:: TASK MATERIAL ::

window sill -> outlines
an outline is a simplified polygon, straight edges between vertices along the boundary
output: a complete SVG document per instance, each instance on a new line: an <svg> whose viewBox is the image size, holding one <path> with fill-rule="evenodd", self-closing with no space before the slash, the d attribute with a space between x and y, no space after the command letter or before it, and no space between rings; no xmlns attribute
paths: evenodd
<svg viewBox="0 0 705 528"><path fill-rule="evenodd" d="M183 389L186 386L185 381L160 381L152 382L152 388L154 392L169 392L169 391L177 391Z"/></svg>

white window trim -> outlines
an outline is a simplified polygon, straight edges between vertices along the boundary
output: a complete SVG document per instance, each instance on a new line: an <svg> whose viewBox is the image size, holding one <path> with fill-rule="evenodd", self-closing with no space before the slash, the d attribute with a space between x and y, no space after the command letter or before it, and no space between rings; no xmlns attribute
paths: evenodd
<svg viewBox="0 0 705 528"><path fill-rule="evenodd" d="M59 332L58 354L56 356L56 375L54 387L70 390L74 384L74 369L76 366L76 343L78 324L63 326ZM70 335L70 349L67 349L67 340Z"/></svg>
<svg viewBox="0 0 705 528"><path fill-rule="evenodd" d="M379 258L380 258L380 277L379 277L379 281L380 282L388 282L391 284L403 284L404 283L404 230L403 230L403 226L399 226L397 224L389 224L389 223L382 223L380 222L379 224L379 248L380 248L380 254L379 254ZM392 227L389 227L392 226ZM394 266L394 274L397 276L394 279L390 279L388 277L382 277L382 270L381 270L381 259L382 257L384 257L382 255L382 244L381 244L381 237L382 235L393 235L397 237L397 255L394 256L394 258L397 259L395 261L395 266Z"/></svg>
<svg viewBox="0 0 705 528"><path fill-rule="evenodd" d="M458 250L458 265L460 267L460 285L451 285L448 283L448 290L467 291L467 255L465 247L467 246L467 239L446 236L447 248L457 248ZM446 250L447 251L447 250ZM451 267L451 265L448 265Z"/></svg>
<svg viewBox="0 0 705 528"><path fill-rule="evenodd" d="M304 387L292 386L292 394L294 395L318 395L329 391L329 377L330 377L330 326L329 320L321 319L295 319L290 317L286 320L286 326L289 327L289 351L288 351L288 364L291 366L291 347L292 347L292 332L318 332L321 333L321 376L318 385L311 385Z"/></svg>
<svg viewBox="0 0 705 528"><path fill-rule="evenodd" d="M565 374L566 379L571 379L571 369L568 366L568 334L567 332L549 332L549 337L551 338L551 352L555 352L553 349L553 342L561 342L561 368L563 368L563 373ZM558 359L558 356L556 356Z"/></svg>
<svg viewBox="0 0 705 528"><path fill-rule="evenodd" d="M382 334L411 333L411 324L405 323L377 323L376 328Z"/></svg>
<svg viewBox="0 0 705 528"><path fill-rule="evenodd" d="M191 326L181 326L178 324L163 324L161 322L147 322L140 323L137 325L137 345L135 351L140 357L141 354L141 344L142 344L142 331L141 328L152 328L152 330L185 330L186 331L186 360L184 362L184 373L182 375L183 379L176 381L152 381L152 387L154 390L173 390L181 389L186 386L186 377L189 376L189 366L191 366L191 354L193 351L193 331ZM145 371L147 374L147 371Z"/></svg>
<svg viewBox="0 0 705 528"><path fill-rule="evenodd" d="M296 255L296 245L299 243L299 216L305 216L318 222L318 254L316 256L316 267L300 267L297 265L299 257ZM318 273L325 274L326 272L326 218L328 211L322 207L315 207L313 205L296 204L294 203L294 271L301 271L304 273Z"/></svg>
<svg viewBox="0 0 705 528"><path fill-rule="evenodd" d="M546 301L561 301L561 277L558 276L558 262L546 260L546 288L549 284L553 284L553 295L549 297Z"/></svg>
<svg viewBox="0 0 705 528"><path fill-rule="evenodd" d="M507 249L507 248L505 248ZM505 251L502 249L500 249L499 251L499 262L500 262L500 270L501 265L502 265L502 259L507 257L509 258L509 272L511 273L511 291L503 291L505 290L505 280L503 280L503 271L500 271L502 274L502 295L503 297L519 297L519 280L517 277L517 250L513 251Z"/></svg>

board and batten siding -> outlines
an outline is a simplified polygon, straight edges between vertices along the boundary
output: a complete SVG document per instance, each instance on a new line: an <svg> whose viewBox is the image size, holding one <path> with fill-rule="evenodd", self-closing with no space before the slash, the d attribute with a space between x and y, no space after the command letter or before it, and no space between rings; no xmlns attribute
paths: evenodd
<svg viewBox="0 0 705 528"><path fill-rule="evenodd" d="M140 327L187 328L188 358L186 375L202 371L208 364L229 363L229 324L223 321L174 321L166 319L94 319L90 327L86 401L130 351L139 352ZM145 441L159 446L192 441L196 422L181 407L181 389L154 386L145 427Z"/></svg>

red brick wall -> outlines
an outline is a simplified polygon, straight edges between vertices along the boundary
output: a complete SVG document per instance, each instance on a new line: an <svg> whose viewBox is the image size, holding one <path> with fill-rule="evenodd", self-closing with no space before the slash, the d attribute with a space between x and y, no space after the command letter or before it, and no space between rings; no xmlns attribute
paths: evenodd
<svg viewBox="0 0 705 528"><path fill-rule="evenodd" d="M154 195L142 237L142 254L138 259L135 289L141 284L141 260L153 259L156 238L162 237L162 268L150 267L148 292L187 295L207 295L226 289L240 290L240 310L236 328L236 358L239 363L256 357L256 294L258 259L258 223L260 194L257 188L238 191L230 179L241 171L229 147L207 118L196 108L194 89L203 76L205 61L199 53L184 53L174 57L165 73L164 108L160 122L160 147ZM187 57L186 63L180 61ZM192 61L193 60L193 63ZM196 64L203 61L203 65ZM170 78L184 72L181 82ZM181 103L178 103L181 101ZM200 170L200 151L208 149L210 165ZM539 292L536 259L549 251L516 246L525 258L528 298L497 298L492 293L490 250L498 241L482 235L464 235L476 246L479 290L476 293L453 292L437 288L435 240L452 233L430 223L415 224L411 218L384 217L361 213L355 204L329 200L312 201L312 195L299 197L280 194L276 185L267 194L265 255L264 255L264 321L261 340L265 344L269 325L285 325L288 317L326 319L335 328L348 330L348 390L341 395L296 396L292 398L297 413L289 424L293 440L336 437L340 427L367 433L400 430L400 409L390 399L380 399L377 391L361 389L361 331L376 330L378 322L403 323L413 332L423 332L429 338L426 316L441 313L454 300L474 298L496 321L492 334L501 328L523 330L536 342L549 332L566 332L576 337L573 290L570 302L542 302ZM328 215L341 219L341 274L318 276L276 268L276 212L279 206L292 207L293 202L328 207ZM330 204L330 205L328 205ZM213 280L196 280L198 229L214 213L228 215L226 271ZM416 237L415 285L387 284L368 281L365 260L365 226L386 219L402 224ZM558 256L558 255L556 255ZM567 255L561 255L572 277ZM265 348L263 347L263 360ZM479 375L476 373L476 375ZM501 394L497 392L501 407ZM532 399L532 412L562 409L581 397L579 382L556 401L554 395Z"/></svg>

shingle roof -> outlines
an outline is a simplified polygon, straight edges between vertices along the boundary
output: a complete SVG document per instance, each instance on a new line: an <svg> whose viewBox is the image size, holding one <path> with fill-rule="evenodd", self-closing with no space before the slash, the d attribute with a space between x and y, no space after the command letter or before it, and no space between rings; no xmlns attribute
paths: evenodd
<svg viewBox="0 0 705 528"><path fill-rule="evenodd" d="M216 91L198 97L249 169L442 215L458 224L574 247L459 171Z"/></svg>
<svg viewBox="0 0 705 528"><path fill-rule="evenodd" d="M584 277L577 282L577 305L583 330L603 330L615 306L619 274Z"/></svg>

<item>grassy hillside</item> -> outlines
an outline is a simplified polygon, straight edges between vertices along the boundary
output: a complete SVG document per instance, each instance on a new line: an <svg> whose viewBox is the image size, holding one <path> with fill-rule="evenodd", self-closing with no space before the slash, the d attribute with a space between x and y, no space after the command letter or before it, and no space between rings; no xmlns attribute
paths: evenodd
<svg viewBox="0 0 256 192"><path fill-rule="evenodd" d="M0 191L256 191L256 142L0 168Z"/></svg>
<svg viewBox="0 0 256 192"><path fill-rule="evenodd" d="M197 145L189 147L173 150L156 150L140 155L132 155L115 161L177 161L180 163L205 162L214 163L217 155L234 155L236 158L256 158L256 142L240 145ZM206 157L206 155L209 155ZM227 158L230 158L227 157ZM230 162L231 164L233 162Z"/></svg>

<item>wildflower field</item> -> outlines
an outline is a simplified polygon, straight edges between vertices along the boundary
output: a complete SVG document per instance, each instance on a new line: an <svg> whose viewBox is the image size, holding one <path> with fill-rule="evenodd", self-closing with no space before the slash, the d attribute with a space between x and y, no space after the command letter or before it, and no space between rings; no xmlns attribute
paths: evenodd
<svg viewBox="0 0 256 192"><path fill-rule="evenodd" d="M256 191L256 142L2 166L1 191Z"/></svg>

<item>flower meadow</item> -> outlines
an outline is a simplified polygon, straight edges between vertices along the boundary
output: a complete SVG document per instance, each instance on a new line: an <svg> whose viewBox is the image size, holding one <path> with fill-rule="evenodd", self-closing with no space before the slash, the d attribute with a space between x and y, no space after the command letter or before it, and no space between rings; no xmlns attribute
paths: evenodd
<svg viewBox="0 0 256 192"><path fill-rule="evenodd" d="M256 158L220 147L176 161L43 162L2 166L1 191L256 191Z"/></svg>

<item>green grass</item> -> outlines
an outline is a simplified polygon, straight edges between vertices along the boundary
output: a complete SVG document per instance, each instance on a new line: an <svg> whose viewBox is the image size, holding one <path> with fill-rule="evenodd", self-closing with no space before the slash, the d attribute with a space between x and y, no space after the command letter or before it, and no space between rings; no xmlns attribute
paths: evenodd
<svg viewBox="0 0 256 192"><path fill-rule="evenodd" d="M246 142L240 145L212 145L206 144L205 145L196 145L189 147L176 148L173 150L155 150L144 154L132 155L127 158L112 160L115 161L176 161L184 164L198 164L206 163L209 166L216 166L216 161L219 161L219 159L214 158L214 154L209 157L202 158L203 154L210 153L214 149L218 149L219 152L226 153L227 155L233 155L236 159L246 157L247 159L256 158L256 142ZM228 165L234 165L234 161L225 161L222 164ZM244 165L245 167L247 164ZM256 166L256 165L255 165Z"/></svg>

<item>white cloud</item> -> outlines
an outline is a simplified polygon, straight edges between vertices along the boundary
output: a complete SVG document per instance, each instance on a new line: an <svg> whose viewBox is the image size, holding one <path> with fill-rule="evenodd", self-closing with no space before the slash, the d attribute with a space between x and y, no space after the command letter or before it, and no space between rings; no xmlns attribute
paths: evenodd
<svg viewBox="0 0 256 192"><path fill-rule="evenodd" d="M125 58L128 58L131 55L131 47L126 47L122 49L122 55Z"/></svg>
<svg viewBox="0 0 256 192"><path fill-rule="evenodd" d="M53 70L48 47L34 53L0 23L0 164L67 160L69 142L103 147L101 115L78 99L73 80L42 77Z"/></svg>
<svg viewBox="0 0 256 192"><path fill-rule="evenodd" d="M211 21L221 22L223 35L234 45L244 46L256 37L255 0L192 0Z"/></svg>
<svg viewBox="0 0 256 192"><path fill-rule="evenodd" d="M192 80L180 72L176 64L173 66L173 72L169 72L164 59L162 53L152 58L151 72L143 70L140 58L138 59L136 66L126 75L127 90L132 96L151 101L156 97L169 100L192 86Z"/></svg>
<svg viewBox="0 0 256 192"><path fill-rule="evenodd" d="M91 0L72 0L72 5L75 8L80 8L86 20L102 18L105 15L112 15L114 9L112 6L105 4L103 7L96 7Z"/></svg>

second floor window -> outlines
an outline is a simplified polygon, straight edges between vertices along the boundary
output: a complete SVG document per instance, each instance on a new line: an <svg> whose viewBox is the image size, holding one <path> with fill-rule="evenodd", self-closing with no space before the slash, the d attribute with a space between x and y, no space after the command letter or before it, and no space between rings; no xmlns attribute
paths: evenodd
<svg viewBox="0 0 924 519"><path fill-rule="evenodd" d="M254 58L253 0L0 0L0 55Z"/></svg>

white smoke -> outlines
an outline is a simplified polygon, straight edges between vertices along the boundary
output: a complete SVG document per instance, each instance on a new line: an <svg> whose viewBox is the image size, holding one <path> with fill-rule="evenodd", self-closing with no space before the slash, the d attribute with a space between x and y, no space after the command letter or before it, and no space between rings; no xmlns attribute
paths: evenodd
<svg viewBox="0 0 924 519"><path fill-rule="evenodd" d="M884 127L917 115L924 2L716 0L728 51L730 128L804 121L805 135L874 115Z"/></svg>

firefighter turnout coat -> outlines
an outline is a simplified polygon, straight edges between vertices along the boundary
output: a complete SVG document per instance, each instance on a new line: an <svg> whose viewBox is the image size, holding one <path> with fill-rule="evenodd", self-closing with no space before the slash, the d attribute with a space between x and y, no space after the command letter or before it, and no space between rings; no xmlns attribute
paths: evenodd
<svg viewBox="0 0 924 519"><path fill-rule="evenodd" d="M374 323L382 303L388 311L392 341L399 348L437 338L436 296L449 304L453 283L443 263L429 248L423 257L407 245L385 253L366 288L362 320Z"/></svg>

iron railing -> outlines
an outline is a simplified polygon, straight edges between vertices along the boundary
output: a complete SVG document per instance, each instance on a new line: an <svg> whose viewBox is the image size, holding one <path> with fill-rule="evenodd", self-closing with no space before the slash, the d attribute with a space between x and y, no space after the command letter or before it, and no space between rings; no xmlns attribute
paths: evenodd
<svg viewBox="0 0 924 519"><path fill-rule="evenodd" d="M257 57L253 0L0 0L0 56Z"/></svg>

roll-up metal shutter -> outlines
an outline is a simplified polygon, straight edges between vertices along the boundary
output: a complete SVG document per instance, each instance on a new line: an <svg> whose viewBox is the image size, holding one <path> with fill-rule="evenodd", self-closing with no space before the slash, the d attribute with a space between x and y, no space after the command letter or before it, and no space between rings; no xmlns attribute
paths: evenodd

:::

THE PROBLEM: Rewrite the entries beginning at the line that has "<item>wildflower field</item> -> outlines" and stopping after the line that has "158L220 147L176 161L43", putting "rough polygon" wherever "simplified polygon" appears and leaving everything else unchanged.

OUTPUT OF THE EXERCISE:
<item>wildflower field</item> -> outlines
an outline is a rough polygon, straight edges between vertices along the boundary
output: a complete SVG document per instance, each instance on a new line: an <svg> whose viewBox is the image size, holding one <path> with fill-rule="evenodd", self-closing with no space before the slash, the d attribute with a space between x and y, no space after the command letter or before it, and no space between rings; no xmlns attribute
paths: evenodd
<svg viewBox="0 0 256 192"><path fill-rule="evenodd" d="M256 191L256 142L2 166L1 191Z"/></svg>

<item>flower meadow</item> -> outlines
an outline is a rough polygon, straight edges between vertices along the boundary
output: a complete SVG document per instance, each instance on a new line: an <svg> whose viewBox is the image size, holding one <path> with fill-rule="evenodd", self-closing with no space before the slash, the d attribute with a space between x and y, no space after the command letter or before it, and no space between rings; no xmlns attribute
paths: evenodd
<svg viewBox="0 0 256 192"><path fill-rule="evenodd" d="M256 158L220 147L176 161L43 162L2 166L1 191L256 191Z"/></svg>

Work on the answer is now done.